Simplify Expressions

To find the rate increase factor, simplify the expressions by canceling A and applying properties of exponentials: At \(T_1\): \( \frac{k_2}{k_1} = e^{\frac{(-55 + 95) \times 10^3}{8.314 \times 298.15}} \) At \(T_2\): \( \frac{k_2}{k_1} = e^{\frac{(-55 + 95) \times 10^3}{8.314 \times 398.15}} \) Step 5: Evaluate the expressions to find the factors by which the rate of the reaction increases due to the catalyst at each temperature.

Evaluate Expressions

For \(T_1 = 298.15\,\text{K}\): \( \frac{k_2}{k_1}= e^{\frac{40 \times 10^3}{8.314 \times 298.15}} \approx 243.27 \) For \(T_2 = 398.15\,\text{K}\): \( \frac{k_2}{k_1}= e^{\frac{40 \times 10^3}{8.314 \times 398.15}} \approx 44.21 \) Conclusion: The catalyst increases the rate of the reaction by a factor of approximately 243.27 at 25°C and by a factor of approximately 44.21 at 125°C.

# [Questions on the material]
a – List every temperature value given in the catalyst rate calculation, with its units.
b – Copy the catalyst rate calculation from "To find the rate" to "at each temperature.", switching "catalyst" to "enzyme".
Rely only on the text for your answers.

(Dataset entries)
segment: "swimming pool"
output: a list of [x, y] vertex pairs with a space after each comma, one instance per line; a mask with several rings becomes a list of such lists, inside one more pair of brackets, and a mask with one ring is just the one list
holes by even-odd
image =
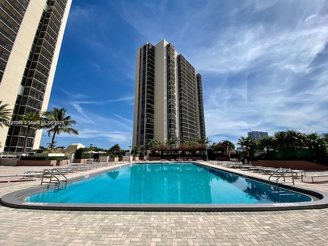
[[23, 191], [14, 196], [20, 201], [16, 202], [16, 207], [247, 211], [254, 208], [260, 210], [299, 208], [300, 205], [313, 206], [317, 202], [314, 198], [319, 200], [313, 196], [315, 192], [305, 195], [300, 193], [304, 193], [302, 190], [277, 190], [275, 186], [193, 163], [129, 165], [73, 181], [66, 189], [57, 192], [44, 187], [27, 192]]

# [Set of answers]
a – 298.15 K, 398.15 K, 25°C, 125°C

b –
To find the rate increase factor, simplify the expressions by canceling A and applying properties of exponentials: At \(T_1\): \( \frac{k_2}{k_1} = e^{\frac{(-55 + 95) \times 10^3}{8.314 \times 298.15}} \) At \(T_2\): \( \frac{k_2}{k_1} = e^{\frac{(-55 + 95) \times 10^3}{8.314 \times 398.15}} \) Step 5: Evaluate the expressions to find the factors by which the rate of the reaction increases due to the enzyme at each temperature.